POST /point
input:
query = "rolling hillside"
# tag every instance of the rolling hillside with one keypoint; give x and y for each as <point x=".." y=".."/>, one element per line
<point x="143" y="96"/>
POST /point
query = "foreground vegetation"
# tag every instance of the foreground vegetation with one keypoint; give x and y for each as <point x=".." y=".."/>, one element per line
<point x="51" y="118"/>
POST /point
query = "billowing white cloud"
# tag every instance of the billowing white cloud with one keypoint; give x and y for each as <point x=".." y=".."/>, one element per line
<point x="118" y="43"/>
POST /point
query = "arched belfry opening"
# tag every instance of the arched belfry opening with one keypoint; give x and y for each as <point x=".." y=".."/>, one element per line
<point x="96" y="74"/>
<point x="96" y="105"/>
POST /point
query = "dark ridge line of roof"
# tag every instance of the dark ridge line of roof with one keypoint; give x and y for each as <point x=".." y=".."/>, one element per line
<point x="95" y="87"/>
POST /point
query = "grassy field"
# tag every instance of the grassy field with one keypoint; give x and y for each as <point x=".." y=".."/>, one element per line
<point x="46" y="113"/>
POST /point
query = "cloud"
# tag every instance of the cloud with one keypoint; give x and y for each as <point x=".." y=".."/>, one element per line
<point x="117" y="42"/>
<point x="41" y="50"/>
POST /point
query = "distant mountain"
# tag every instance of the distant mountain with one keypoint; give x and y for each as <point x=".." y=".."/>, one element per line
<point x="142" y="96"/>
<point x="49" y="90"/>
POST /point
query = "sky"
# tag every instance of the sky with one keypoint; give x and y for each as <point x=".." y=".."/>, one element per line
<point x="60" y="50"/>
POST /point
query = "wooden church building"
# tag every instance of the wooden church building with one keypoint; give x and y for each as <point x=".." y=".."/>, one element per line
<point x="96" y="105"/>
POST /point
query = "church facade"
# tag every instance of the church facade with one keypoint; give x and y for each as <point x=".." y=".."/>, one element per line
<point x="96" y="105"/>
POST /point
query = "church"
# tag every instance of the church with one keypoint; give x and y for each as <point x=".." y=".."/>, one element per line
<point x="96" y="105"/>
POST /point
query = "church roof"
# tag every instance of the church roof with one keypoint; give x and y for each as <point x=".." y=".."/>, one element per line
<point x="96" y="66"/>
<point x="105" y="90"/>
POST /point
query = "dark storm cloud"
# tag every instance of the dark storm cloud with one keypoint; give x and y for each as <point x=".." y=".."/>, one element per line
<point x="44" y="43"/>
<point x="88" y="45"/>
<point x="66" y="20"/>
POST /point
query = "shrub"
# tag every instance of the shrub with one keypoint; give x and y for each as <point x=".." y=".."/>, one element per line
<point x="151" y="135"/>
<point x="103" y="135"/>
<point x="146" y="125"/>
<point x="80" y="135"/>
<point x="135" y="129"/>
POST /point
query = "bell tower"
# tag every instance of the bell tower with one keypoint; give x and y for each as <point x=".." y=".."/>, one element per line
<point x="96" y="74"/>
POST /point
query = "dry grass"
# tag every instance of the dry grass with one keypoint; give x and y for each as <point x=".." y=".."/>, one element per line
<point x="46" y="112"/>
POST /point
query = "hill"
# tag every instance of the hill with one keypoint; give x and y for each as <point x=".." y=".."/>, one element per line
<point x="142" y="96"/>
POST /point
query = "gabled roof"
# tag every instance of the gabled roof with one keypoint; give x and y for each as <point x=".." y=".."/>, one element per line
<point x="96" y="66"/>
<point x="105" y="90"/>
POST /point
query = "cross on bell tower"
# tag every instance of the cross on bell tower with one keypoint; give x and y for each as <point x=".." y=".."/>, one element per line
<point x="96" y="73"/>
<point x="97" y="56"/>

--

### Written request:
Tally the lines in the items above that contain the string "shrub", matching case exactly. Give only the number.

### Result:
2